What the task asks.
In the article on Ontario's payments to political parties, what amount will the governing Progressive Conservatives receive in the next set of quarterly payments?

Document passage.

Provincial

It’s time to kill Ontario’s political welfare regime

By the end of 2024, total payments from Ontario’s political welfare program will have crossed the $100-million mark. Pictured: Premier Doug Ford. Photo Credit: Doug Ford/X. 

One hundred million dollars

That’s how much Ontario’s political parties will have taken from taxpayers before its sunset clause sets in the new year.

Eight years ago, former premier Kathleen Wynne thought it would be a splendid idea to take money out of the pockets of hardworking taxpayers and hand it over to political parties, with no strings attached. 

Political parties receive a specific dollar amount four times a year based on how many votes they received in the most recent election. And they can spend it on whatever they want.

When the next set of quarterly payments go out at the end of the month, the governing Progressive Conservatives will bring in $1.2 million and the opposition parties a combined $2.9 million.

And by the end of 2024, total payments from Ontario’s political welfare program will have crossed the $100-million mark.

Dataset extract.

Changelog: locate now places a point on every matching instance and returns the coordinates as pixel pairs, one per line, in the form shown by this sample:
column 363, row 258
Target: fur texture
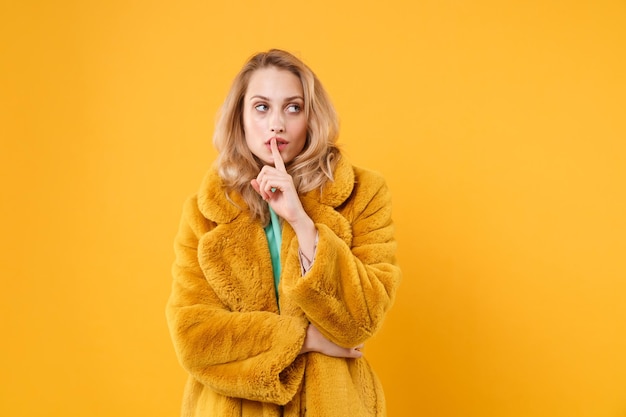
column 240, row 349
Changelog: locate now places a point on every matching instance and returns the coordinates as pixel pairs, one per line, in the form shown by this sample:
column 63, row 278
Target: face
column 273, row 107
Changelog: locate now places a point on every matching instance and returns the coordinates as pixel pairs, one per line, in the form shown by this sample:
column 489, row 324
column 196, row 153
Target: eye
column 294, row 108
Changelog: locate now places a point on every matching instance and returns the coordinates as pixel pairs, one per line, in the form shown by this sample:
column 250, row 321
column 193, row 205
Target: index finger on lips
column 278, row 160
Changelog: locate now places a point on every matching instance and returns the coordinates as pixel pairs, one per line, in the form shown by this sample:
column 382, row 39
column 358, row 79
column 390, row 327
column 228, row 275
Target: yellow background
column 499, row 125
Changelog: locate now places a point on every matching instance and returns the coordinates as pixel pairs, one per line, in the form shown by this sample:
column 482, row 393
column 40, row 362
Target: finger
column 257, row 187
column 278, row 160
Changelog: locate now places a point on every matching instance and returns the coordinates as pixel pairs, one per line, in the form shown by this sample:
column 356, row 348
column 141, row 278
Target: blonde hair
column 311, row 169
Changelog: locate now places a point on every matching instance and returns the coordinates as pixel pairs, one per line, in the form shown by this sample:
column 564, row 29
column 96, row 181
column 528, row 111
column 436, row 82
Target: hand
column 316, row 342
column 276, row 187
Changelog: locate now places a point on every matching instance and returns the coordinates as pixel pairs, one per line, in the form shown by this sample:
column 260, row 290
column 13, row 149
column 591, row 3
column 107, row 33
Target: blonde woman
column 285, row 259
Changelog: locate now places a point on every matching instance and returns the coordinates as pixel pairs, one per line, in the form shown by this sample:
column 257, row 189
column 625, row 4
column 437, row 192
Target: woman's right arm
column 252, row 355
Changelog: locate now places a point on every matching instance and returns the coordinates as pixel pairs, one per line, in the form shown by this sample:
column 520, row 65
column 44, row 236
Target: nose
column 277, row 124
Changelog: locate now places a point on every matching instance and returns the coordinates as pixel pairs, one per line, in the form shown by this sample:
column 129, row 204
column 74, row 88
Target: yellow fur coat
column 240, row 349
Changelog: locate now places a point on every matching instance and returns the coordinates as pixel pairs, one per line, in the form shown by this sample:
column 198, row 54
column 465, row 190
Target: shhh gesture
column 276, row 187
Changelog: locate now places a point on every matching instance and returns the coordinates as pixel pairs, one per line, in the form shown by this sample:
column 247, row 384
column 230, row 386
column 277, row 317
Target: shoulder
column 211, row 199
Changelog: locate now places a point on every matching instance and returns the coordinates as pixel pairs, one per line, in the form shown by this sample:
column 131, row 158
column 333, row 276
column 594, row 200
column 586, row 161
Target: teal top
column 274, row 236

Answer for the task.
$1.2 million